■ PROBLEM 1: Retype the part of the appeals court article that begins at the words "Div. Five rejected" and stops after the words "to his death.", with no changes.
■ PROBLEM 2: Extend the appeals court article on the smoker's son's award, starting right after its final sentence.

■ PASSAGE FOR REVIEW:
Metropolitan News-Enterprise


Wednesday, July 10, 2013


Page 1


Appeals Court Upholds Multimillion Dollar Award to Smoker’s Son

Panel Says Jury Was Properly Instructed on Wrongful Death Damages




The Court of Appeal for this district yesterday affirmed a $12.8 million wrongful death award in favor of the son of a man who previously won a $50 million award from Philip Morris USA Inc.

Div. Five rejected the cigarette maker’s claim that Dylan Boeken’s award for loss of his father’s companionship should be limited because his father, Richard Boeken, was fully compensated by the prior judgment for the injuries that ultimately led to his death.

Richard Boeken sued Philip Morris in March 2000, asserting that the tobacco company wrongfully caused his lung cancer. A jury awarded him $5,539,127 in compensatory damages and a then-record sum of $3 billion in punitive damages. The punitive damage award was later reduced by the trial court to $100 million and to $50 million by the Court of Appeal in 2005, after Richard Boeken’s death.

■ SUPPLIED INFORMATION:
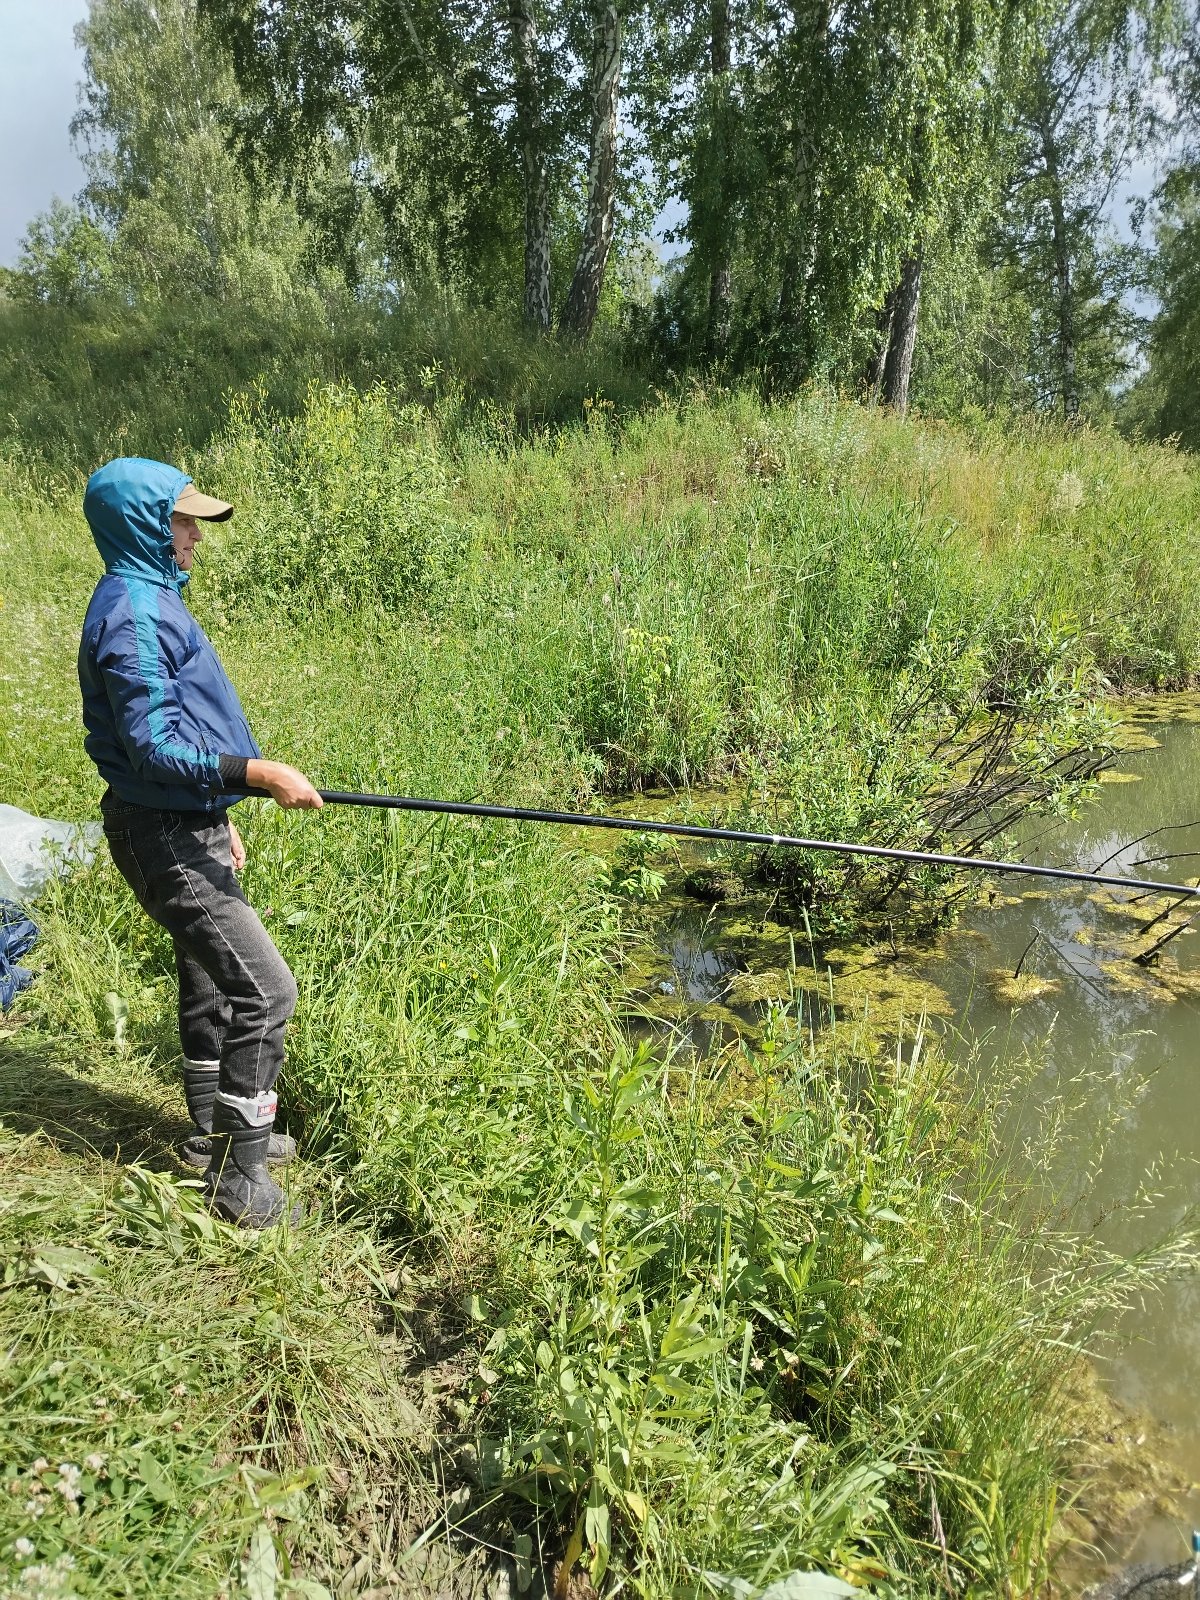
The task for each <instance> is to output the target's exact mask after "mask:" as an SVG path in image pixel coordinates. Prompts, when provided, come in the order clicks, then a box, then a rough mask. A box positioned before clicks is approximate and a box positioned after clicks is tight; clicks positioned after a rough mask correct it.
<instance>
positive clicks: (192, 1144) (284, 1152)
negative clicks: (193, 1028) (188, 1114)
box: [179, 1056, 296, 1171]
mask: <svg viewBox="0 0 1200 1600" xmlns="http://www.w3.org/2000/svg"><path fill="white" fill-rule="evenodd" d="M219 1072H221V1062H219V1061H189V1059H187V1058H186V1056H184V1096H186V1099H187V1110H189V1114H190V1117H192V1123H194V1125H195V1126H194V1130H192V1133H190V1134H189V1136H187V1138H186V1139H184V1142H182V1146H181V1149H179V1157H181V1160H184V1162H187V1165H189V1166H197V1168H200V1170H202V1171H203V1168H205V1166H208V1162H210V1157H211V1154H213V1141H211V1138H210V1134H211V1133H213V1101H214V1099H216V1080H218V1075H219ZM294 1155H296V1141H294V1139H293V1138H291V1134H290V1133H272V1134H270V1144H269V1146H267V1163H269V1165H270V1166H286V1165H288V1162H291V1160H293V1158H294Z"/></svg>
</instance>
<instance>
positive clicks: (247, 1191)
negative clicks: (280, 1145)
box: [205, 1090, 304, 1227]
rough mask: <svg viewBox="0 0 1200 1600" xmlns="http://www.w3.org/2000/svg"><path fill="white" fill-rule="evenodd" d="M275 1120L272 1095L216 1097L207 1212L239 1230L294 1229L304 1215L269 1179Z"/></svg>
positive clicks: (205, 1181) (212, 1138)
mask: <svg viewBox="0 0 1200 1600" xmlns="http://www.w3.org/2000/svg"><path fill="white" fill-rule="evenodd" d="M274 1118H275V1093H274V1090H272V1091H270V1093H266V1094H258V1096H254V1099H245V1098H243V1096H240V1094H221V1093H218V1096H216V1099H214V1102H213V1134H211V1157H210V1163H208V1171H206V1173H205V1189H206V1192H208V1206H210V1210H211V1211H216V1214H218V1216H222V1218H224V1219H226V1221H227V1222H235V1224H237V1226H238V1227H274V1226H275V1224H277V1222H282V1221H283V1219H285V1218H286V1219H288V1221H290V1222H291V1224H293V1226H294V1224H296V1222H299V1219H301V1216H302V1214H304V1213H302V1210H301V1206H299V1205H291V1206H290V1205H288V1197H286V1195H285V1194H283V1190H282V1189H280V1186H278V1184H277V1182H275V1179H274V1178H272V1176H270V1174H269V1173H267V1149H269V1146H270V1125H272V1122H274Z"/></svg>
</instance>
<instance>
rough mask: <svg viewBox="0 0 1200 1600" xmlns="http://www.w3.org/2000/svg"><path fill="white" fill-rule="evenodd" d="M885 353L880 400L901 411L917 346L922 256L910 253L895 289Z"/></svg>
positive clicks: (918, 254)
mask: <svg viewBox="0 0 1200 1600" xmlns="http://www.w3.org/2000/svg"><path fill="white" fill-rule="evenodd" d="M894 296H896V299H894V304H893V310H891V333H890V334H888V355H886V360H885V362H883V403H885V405H890V406H894V408H896V411H899V413H901V414H904V411H907V410H909V382H910V381H912V355H914V350H915V349H917V314H918V310H920V304H922V258H920V253H917V254H915V256H909V259H907V261H906V262H904V266H902V267H901V280H899V283H898V285H896V290H894Z"/></svg>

■ EXERCISE ANSWER 1:
Div. Five rejected the cigarette maker’s claim that Dylan Boeken’s award for loss of his father’s companionship should be limited because his father, Richard Boeken, was fully compensated by the prior judgment for the injuries that ultimately led to his death.

■ EXERCISE ANSWER 2:
Second Suit

In October 2000, Richard Boeken’s wife, Judy Boeken, filed a separate action against Philip Morris for loss of consortium, claiming she had been “permanently deprived” of her husband’s “love, affection, society, companionship, sexual relations, and support” since he was “unable to perform the necessary duties as a spouse” and would “not be able to perform such work, services, and duties in the future” as a result of his lung cancer.

About four months later, Judy Boeken dismissed her action with prejudice, and about a year after that, in January 2002, her husband died. Judy Boeken then filed a wrongful death action under Code of Civil Procedure Sec. 377.60 alleging that she had suffered “loss of love, companionship, comfort, affection, society, solace, and moral support” caused by her husband’s demise.

The California Supreme Court ruled three years ago, in a 4-3 decision, that the widow was foreclosed from pursuing her action due to the dismissal of her prior action.

Third Suit

Her son then filed his own wrongful death suit, claiming only damages for the defendant’s fraudulent concealment of its knowledge of the dangerousness of its products prior to July 1, 1969.

After the jury returned its verdict, Los Angeles Superior Court Judge David Minning denied the defendant’s motion for new trial.

Justice Richard Mosk, writing for the Court of Appeal, said the jury was correctly instructed under California law that a child has the right to recover for loss of a parent’s consortium, and that the defendant’s proposed instruction—limiting damages to those the plaintiff suffered after his father suffered the injuries for which he was fully compensated in his own lawsuit—was correctly rejected.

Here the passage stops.